Could you print the full listing below, keeping each line identical?

=====

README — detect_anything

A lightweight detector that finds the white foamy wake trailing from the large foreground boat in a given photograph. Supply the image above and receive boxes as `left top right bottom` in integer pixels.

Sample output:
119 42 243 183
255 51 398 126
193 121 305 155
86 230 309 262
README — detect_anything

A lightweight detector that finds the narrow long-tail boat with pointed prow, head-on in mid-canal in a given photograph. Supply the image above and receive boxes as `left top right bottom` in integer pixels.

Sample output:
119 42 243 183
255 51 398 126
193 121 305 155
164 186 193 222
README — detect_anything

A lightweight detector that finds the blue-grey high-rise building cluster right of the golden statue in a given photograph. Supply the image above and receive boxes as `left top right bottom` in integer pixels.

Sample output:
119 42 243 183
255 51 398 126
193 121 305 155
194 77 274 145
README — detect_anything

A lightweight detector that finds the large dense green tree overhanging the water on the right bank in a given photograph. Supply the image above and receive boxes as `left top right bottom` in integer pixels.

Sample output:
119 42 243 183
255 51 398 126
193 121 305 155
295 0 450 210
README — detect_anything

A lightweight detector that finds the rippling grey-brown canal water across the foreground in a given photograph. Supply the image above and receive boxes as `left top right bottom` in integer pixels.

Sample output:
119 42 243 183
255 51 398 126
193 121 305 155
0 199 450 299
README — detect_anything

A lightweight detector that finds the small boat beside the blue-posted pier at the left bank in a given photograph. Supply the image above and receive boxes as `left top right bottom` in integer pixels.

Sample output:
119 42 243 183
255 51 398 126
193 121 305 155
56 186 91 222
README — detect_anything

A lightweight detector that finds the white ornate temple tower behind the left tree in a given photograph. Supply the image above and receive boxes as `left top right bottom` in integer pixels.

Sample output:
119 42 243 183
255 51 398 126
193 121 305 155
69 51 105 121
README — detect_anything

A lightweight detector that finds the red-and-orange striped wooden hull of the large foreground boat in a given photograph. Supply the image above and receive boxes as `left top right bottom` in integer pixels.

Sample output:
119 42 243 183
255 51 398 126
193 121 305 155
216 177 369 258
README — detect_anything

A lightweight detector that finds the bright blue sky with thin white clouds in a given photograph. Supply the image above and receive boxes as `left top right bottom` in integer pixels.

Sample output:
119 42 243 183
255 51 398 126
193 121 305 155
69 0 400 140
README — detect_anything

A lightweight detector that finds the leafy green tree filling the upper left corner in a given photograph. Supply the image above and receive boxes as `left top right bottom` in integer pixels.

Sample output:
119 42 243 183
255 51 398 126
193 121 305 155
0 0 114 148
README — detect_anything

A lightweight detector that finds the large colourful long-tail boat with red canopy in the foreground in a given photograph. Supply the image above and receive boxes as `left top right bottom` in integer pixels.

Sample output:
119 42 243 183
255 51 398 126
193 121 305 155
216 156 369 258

=====

SOLUTION →
README — detect_anything

A lightweight detector that finds the white foamy wake trailing from the large foreground boat in a given photograph. Supply the image above and receive boxes as `left top right bottom` in integer pixels.

Sample output:
119 42 243 183
255 51 398 126
193 121 305 155
86 230 309 262
README — detect_anything

A lightweight detector that finds the narrow long-tail boat with pointed prow, head-on in mid-canal in a given photograph. Supply the image above and receive boxes as `left top right bottom` in integer pixels.

Sample output:
119 42 243 183
255 51 398 126
193 121 305 155
164 186 193 222
README — detect_anything

A lightweight detector that finds the blue-grey high-rise building cluster right of the golden statue in a given photograph. Supply the image above and receive boxes as `left top right bottom` in integer pixels.

Sample output:
119 42 243 183
255 51 398 126
193 121 305 155
194 77 274 145
README — detect_anything

A lightweight detector that finds the large dense green tree overhanging the water on the right bank in a given photograph. Supply the image above and receive boxes as `left top right bottom` in integer pixels.

Sample output:
119 42 243 183
255 51 398 126
193 121 305 155
295 0 450 210
README — detect_anything

A lightweight detector that finds the rippling grey-brown canal water across the foreground in a given photograph. Supply the image above and receive boxes as `left top right bottom` in integer pixels.

Sample output:
119 42 243 183
255 51 398 126
193 121 305 155
0 199 450 299
README — detect_anything

A lightweight detector that finds the small boat beside the blue-posted pier at the left bank in a given photograph. Supply the image above and receive boxes as `left top right bottom` in integer pixels.

Sample output:
119 42 243 183
255 51 398 126
193 121 305 155
56 186 91 222
README — detect_anything

A lightweight detector that finds the white ornate temple tower behind the left tree in a given photograph. Supply the image above and receive boxes as `left top right bottom` in integer pixels.

Sample output:
119 42 243 183
255 51 398 126
193 121 305 155
69 51 105 121
README — detect_anything

A lightweight detector that finds the red-and-orange striped wooden hull of the large foreground boat in a given photograph. Supply the image above and receive boxes as `left top right bottom` in integer pixels.

Sample output:
119 42 243 183
255 51 398 126
193 121 305 155
216 177 369 258
README — detect_anything

A lightweight detector that finds the bright blue sky with thin white clouds in a given photograph. Supply the image above and receive boxes as `left top right bottom` in integer pixels.

Sample output:
119 42 243 183
255 51 398 126
193 121 305 155
69 0 400 140
README — detect_anything

A lightweight detector that finds the leafy green tree filling the upper left corner in a given photograph. Supply the image above and receive boxes as `left top right bottom` in integer pixels.

Sample output:
119 42 243 183
255 51 398 126
193 121 305 155
0 0 114 148
README — detect_anything

A lightweight detector that finds the large colourful long-tail boat with red canopy in the foreground in a given photograph. Supply the image above and receive boxes as `left top right bottom` in integer pixels.

Sample output:
119 42 243 183
255 51 398 126
193 121 305 155
216 156 369 258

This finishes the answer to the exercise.